WORK TO COMPLETE:
Please write out exactly the lines from the opening of the listing through the line that holds "Give bounding boxes for each shrub you see.", including both, and nothing else; no pictures.
┄┄┄┄┄┄┄┄┄┄┄┄┄┄┄┄┄┄┄┄
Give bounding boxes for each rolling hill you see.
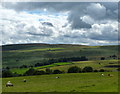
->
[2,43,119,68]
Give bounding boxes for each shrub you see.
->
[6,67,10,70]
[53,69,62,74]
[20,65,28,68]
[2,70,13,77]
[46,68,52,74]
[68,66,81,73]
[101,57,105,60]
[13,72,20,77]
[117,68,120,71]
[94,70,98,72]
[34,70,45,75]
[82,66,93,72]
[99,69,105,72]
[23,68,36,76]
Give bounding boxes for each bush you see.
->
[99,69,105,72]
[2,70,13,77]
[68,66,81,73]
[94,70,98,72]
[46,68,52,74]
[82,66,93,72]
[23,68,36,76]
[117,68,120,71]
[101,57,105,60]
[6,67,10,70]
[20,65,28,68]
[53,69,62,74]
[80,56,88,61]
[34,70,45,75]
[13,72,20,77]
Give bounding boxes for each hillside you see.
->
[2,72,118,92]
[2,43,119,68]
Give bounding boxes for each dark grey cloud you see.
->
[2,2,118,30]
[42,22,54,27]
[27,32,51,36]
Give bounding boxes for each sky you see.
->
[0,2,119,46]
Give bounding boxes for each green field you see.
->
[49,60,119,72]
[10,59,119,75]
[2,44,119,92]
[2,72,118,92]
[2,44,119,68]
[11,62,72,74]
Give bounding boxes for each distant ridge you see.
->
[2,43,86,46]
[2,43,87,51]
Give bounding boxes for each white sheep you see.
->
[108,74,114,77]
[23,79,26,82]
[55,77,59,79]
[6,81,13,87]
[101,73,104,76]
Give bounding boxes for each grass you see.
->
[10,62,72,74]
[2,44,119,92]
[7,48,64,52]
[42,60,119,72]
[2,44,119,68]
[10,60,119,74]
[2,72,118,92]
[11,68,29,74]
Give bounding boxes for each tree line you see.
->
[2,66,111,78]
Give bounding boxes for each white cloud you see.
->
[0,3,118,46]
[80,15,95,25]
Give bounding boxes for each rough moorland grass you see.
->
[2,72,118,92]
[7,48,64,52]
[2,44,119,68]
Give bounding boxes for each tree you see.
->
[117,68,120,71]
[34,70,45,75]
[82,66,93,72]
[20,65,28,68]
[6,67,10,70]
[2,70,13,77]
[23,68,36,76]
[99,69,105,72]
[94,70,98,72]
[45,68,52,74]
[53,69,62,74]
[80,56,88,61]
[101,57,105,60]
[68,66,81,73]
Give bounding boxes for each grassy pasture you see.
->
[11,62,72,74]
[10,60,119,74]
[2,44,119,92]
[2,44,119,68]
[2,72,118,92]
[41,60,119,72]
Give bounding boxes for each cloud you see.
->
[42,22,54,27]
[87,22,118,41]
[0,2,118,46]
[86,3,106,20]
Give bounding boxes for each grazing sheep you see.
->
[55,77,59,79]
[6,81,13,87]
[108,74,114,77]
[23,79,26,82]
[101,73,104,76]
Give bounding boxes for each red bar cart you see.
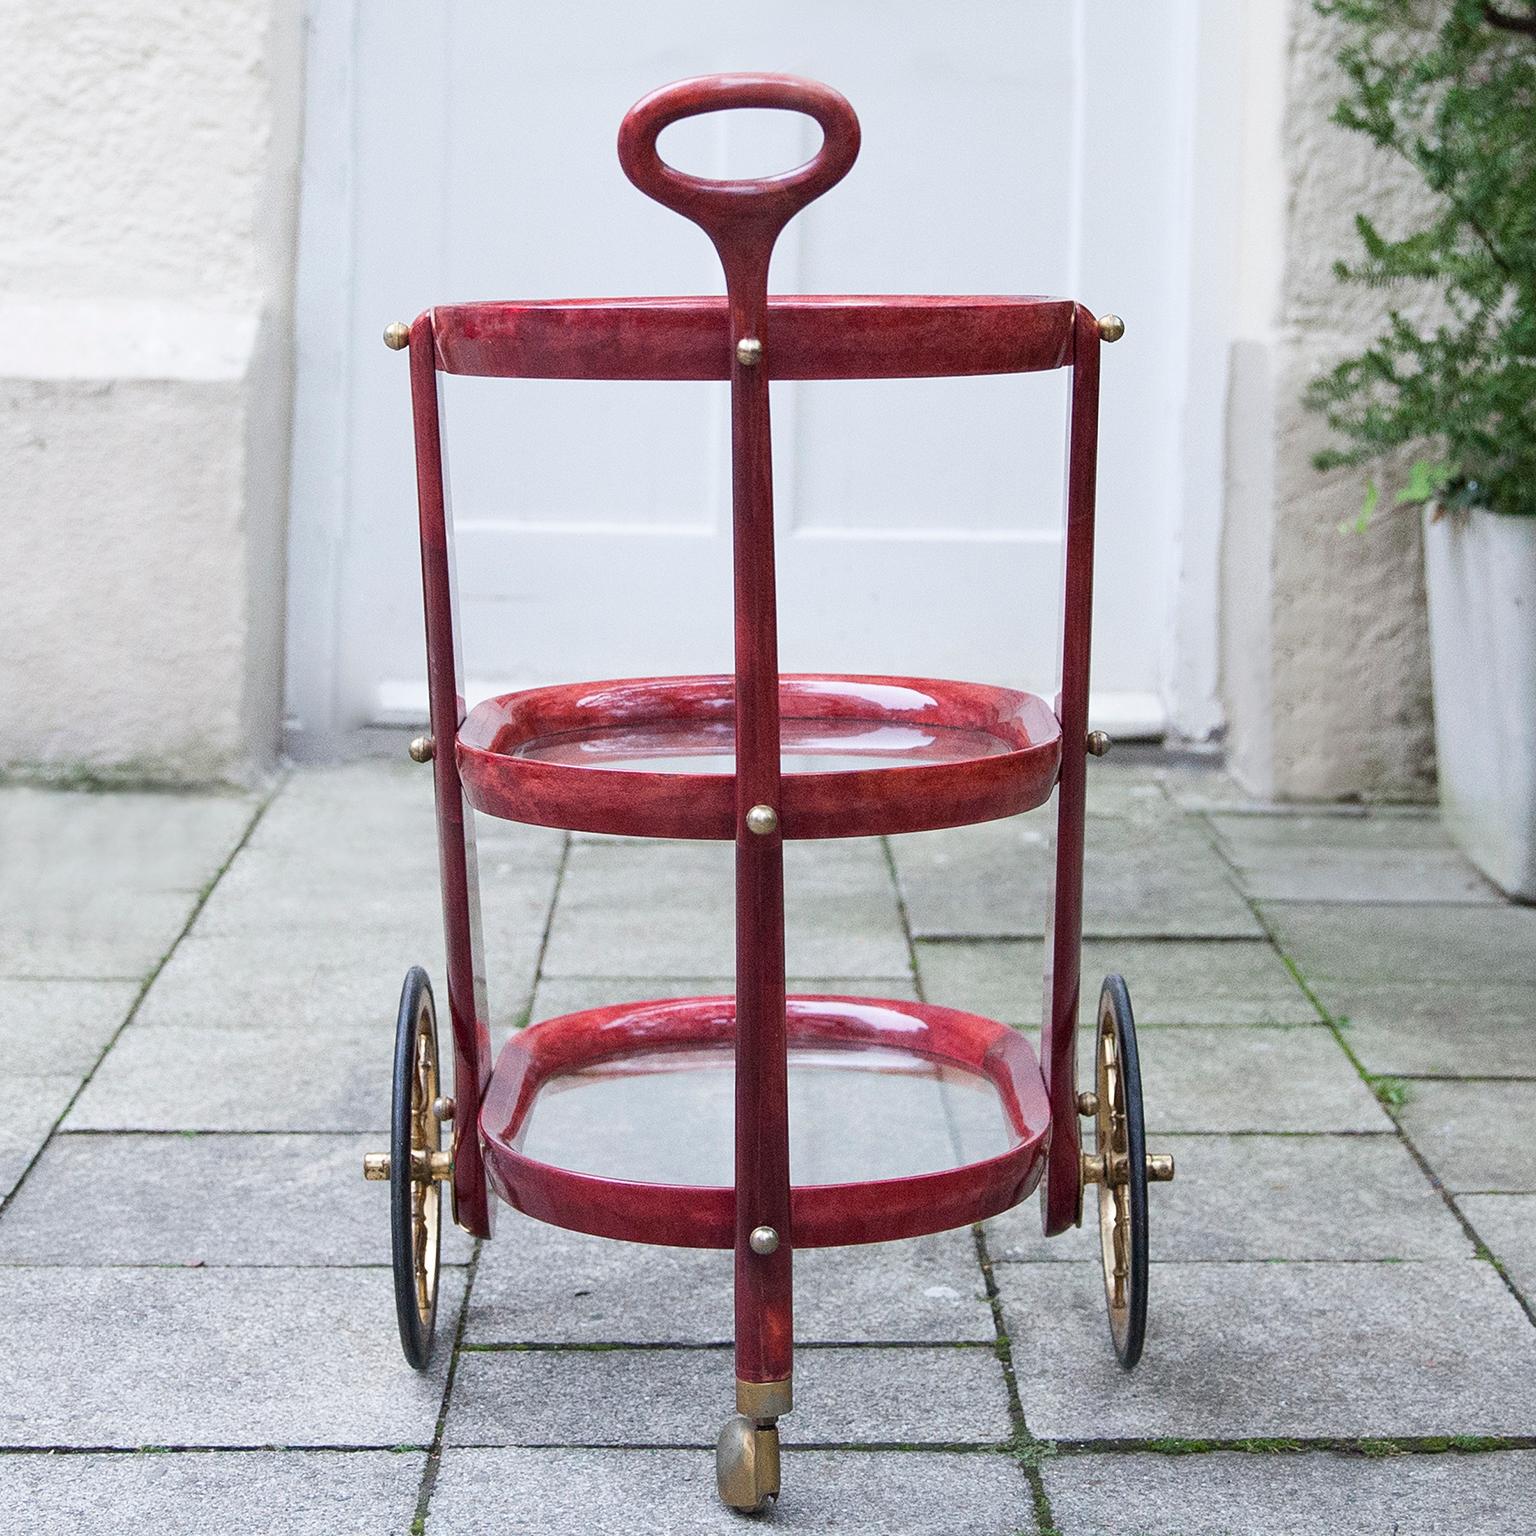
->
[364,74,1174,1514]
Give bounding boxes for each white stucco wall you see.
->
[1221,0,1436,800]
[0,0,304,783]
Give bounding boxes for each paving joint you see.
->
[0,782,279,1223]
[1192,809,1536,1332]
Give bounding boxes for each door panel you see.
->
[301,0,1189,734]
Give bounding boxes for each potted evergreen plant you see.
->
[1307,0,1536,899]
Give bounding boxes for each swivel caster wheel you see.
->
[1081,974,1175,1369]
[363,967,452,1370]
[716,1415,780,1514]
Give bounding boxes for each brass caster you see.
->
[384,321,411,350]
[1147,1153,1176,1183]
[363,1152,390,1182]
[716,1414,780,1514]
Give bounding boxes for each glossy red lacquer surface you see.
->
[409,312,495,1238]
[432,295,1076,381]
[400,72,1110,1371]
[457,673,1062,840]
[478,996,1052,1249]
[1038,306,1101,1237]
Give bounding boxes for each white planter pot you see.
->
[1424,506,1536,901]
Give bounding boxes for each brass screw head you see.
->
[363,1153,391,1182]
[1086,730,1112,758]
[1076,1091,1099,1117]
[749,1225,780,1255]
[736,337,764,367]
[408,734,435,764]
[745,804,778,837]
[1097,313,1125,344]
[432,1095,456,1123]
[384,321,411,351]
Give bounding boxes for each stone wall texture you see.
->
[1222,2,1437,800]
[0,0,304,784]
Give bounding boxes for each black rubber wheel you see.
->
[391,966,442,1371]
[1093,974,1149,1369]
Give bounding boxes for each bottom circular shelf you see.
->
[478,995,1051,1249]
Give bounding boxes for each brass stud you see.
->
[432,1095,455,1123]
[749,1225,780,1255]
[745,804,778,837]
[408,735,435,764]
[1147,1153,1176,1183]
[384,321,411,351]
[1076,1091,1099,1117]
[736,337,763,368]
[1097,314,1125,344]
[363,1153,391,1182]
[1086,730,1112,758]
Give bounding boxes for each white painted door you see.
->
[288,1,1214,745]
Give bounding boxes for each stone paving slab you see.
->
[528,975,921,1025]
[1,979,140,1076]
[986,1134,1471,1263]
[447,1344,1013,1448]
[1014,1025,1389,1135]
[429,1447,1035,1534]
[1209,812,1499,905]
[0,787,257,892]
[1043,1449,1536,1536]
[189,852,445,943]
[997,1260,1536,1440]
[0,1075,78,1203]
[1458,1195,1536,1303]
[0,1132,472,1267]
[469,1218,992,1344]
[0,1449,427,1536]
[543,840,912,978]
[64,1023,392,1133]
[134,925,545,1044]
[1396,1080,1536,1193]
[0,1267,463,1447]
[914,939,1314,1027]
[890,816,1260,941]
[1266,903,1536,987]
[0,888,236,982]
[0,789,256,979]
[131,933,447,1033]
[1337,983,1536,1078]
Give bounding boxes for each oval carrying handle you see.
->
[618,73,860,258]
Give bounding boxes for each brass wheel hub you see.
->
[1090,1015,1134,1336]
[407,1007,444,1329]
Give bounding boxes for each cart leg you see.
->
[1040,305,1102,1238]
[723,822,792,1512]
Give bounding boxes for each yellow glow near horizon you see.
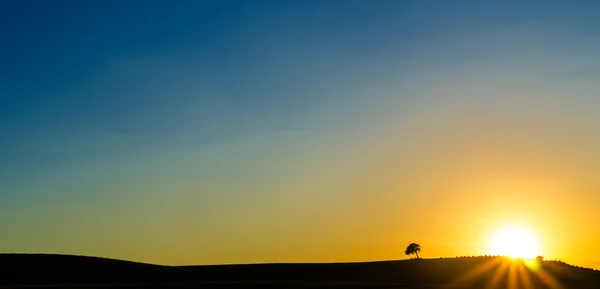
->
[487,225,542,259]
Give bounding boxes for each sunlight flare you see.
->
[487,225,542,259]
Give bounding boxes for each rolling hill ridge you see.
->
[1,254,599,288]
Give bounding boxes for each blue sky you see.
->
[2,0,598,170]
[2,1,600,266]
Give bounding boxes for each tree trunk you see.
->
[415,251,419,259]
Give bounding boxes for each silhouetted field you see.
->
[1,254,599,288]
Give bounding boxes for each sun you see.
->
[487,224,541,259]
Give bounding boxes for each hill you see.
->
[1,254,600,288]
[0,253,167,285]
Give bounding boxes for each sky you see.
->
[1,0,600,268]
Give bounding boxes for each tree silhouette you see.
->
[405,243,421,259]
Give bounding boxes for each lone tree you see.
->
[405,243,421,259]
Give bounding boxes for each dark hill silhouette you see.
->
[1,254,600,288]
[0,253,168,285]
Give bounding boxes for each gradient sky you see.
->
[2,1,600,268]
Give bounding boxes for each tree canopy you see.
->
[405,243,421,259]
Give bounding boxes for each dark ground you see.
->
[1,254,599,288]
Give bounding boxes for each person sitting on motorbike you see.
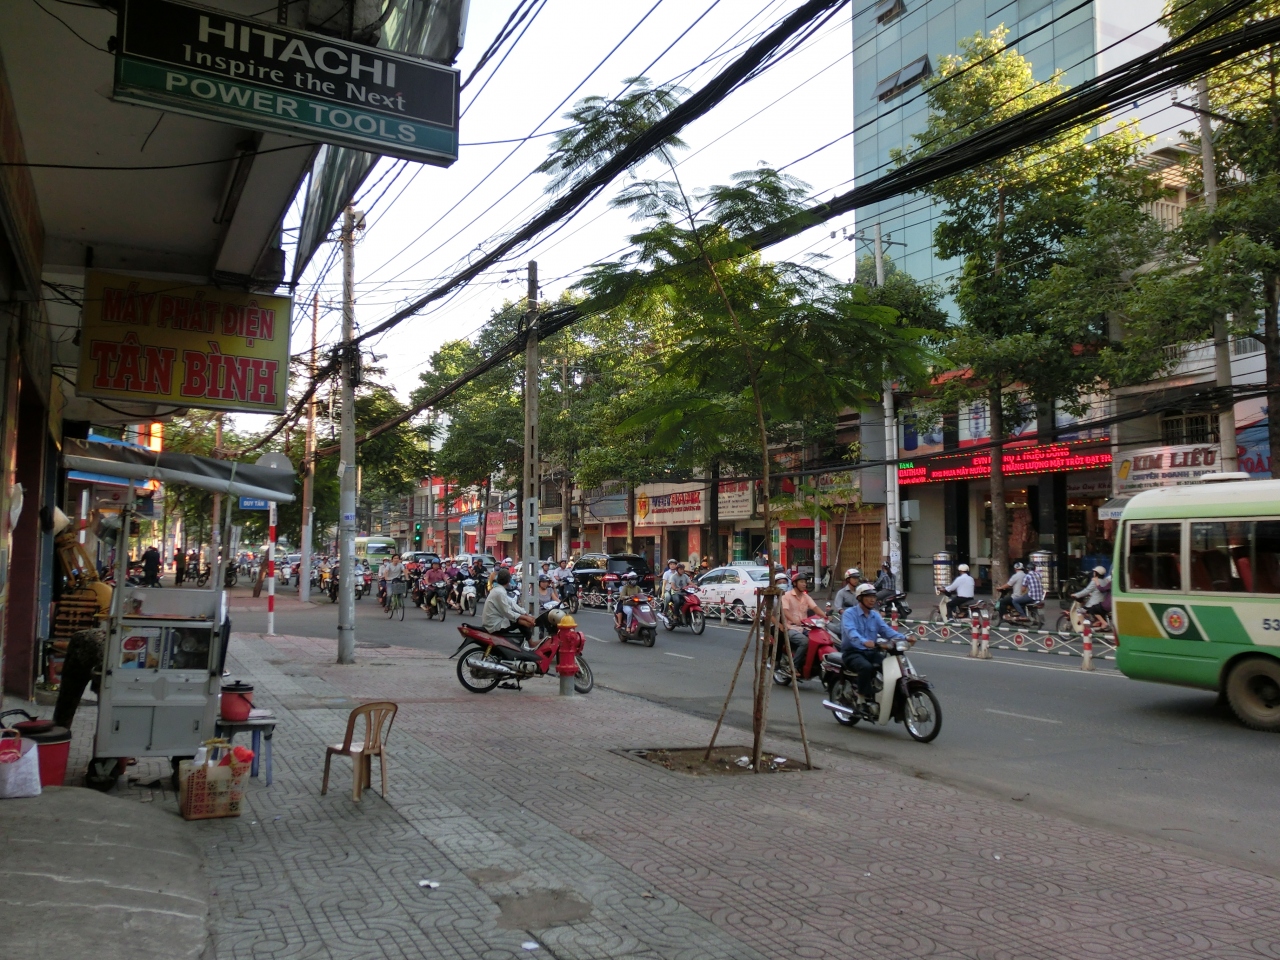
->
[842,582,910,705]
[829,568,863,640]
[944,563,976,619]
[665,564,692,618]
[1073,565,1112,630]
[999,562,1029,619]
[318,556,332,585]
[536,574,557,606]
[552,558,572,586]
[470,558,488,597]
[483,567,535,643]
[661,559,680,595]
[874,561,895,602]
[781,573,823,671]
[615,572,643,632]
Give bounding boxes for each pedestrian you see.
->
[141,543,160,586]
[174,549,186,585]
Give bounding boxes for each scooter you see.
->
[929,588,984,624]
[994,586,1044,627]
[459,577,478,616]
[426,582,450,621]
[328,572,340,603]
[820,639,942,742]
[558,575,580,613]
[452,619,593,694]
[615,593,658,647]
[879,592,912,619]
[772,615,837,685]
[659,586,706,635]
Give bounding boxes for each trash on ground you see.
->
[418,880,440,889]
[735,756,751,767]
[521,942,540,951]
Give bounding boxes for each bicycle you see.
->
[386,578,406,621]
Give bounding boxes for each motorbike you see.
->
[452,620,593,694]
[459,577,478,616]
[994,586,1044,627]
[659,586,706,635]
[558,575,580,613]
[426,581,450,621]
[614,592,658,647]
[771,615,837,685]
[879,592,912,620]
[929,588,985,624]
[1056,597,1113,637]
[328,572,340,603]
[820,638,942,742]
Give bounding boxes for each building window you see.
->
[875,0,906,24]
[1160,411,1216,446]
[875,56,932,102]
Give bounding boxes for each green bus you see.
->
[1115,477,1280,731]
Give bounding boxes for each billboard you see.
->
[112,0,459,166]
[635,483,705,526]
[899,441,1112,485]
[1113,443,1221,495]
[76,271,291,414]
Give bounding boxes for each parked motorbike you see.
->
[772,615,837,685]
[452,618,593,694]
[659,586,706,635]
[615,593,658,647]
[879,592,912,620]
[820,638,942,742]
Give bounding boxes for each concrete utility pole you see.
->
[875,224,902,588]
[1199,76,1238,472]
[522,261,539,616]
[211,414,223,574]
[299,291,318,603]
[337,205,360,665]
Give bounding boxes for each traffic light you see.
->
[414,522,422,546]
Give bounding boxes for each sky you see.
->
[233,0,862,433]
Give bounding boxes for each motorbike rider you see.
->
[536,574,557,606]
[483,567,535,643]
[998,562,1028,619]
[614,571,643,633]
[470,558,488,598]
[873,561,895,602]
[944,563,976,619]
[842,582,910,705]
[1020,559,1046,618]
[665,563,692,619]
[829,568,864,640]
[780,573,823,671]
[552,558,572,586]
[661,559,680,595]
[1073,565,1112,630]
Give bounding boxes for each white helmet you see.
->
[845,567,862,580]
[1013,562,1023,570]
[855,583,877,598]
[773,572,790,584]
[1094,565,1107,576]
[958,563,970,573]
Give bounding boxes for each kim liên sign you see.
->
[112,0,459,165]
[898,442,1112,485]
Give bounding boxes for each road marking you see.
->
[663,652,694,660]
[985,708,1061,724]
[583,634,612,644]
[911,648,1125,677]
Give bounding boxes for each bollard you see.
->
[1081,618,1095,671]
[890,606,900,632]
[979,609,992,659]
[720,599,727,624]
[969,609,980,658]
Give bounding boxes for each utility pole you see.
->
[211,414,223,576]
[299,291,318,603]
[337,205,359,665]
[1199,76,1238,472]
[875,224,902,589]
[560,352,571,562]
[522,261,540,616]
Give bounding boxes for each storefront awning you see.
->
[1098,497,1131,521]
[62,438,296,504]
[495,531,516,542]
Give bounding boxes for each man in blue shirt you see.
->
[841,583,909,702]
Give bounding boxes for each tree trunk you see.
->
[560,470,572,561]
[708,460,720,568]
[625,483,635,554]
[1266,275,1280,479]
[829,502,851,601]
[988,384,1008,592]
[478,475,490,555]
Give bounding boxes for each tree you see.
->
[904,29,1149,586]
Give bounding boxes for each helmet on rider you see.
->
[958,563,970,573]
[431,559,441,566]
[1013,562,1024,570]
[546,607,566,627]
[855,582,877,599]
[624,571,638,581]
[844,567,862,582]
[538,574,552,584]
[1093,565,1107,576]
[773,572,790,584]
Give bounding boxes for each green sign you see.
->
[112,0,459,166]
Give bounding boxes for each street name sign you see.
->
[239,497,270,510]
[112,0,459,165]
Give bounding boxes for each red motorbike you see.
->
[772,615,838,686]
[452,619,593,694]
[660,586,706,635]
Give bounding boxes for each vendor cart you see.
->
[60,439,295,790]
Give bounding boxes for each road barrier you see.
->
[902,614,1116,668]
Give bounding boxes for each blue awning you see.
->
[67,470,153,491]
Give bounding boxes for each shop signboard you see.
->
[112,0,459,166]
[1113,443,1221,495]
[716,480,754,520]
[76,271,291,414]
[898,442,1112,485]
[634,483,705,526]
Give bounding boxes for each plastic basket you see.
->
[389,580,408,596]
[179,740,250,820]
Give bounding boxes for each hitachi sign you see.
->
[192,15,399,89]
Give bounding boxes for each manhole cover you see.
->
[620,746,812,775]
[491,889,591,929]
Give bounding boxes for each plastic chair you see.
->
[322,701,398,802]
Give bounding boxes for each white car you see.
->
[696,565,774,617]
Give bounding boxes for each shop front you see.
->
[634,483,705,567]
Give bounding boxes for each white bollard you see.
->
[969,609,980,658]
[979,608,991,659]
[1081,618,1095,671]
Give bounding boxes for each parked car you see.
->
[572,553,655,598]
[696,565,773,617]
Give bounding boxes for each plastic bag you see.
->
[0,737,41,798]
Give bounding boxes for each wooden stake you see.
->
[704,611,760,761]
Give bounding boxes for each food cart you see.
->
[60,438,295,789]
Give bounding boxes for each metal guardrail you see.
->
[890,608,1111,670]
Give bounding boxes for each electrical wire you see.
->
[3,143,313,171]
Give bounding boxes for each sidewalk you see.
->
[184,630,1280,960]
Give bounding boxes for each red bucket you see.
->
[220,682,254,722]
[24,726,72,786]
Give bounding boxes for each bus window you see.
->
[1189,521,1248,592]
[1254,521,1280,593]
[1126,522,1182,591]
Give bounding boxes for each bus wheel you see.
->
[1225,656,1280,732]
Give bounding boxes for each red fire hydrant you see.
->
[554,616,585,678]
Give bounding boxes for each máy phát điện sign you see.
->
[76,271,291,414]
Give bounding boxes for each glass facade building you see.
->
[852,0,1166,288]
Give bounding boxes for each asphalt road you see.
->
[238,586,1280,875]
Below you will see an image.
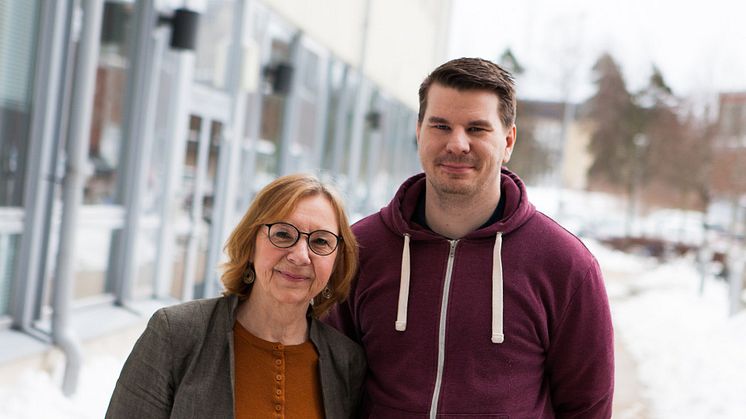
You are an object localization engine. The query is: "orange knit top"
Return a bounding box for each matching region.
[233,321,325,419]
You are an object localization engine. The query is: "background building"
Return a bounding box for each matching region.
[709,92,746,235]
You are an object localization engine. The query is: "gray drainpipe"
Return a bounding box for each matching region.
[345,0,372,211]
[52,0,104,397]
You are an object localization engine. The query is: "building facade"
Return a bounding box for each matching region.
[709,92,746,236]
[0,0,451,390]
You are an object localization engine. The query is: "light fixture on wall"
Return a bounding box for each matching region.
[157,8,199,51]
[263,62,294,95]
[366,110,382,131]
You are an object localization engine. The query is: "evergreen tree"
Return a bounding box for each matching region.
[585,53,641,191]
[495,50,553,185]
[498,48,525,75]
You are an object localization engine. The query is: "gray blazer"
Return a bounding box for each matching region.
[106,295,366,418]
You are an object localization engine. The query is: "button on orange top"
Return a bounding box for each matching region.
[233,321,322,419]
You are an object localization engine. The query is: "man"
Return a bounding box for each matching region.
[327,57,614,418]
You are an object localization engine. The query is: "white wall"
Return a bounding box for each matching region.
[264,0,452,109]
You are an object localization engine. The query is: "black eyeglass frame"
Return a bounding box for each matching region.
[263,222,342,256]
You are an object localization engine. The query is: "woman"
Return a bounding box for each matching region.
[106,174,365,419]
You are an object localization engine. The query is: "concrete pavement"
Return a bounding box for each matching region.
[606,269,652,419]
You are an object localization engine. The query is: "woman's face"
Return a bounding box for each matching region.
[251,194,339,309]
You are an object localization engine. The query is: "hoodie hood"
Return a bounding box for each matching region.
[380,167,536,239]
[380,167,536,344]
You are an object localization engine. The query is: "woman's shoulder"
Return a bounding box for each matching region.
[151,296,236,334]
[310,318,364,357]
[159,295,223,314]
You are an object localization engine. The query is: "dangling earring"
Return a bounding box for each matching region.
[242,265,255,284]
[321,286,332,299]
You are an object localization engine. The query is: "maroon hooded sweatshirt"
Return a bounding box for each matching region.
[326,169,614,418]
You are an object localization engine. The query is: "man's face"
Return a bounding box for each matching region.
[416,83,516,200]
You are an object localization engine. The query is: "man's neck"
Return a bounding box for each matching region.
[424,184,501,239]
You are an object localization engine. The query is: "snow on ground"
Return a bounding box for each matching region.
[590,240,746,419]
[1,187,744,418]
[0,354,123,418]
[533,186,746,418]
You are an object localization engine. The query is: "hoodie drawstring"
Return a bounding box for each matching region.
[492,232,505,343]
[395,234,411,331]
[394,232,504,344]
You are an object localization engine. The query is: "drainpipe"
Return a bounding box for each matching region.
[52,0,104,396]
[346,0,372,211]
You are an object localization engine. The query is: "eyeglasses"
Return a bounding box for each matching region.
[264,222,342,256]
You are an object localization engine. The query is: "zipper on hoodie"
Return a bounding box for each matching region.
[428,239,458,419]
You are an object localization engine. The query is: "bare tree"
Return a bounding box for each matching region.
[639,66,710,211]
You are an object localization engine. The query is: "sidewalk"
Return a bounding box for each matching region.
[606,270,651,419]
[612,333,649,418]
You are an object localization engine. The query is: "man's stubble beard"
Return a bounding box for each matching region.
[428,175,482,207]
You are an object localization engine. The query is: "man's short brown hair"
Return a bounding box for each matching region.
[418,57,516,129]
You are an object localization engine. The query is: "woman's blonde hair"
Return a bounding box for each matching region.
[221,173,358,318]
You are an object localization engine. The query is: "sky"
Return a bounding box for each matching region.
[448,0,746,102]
┄┄┄┄┄┄┄┄┄┄┄┄┄┄┄┄┄┄┄┄
TASK ANSWER:
Give bounding boxes for each rolling hill you see.
->
[2,43,119,68]
Give bounding boxes for each shrub you see.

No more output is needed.